§ **REQUIRED TASK**:
Update the material below by replacing each "the arm" with "the gripper" and keeping all other text the same. Leave the pictures out of your answer.

─── DATA PROVIDED

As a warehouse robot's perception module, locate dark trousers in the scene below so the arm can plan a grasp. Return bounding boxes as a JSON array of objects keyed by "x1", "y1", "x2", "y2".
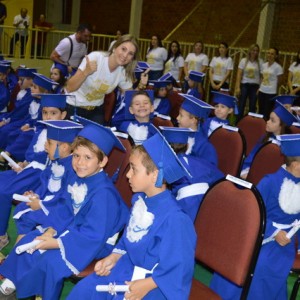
[
  {"x1": 239, "y1": 83, "x2": 259, "y2": 119},
  {"x1": 9, "y1": 32, "x2": 28, "y2": 57},
  {"x1": 258, "y1": 92, "x2": 276, "y2": 120}
]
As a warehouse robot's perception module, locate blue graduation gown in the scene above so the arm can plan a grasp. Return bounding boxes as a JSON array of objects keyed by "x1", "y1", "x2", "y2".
[
  {"x1": 191, "y1": 127, "x2": 218, "y2": 166},
  {"x1": 0, "y1": 126, "x2": 48, "y2": 235},
  {"x1": 0, "y1": 171, "x2": 128, "y2": 300},
  {"x1": 68, "y1": 190, "x2": 196, "y2": 300},
  {"x1": 211, "y1": 166, "x2": 300, "y2": 300},
  {"x1": 172, "y1": 154, "x2": 224, "y2": 222},
  {"x1": 14, "y1": 155, "x2": 75, "y2": 234},
  {"x1": 202, "y1": 117, "x2": 229, "y2": 137}
]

──────

§ **TASK OUTPUT**:
As a warehouse robot's perception module, locate dark trousers in the scene below so the gripper can plan a grasp. Return bounding boxes as a JSON array of objects keyed by "x1", "y1", "x2", "y2".
[
  {"x1": 239, "y1": 83, "x2": 259, "y2": 119},
  {"x1": 9, "y1": 32, "x2": 28, "y2": 57},
  {"x1": 258, "y1": 92, "x2": 276, "y2": 120}
]
As a warehouse robot's perception module, locate blue graduation gown in the scene above so the gripper can plan a grasp. Return bounding boxes as a JSON array of objects keyed by "x1", "y1", "x2", "y2".
[
  {"x1": 191, "y1": 127, "x2": 218, "y2": 166},
  {"x1": 0, "y1": 126, "x2": 48, "y2": 235},
  {"x1": 0, "y1": 171, "x2": 128, "y2": 300},
  {"x1": 68, "y1": 190, "x2": 196, "y2": 300},
  {"x1": 211, "y1": 166, "x2": 300, "y2": 300},
  {"x1": 172, "y1": 154, "x2": 224, "y2": 222},
  {"x1": 14, "y1": 155, "x2": 75, "y2": 234},
  {"x1": 202, "y1": 117, "x2": 229, "y2": 137}
]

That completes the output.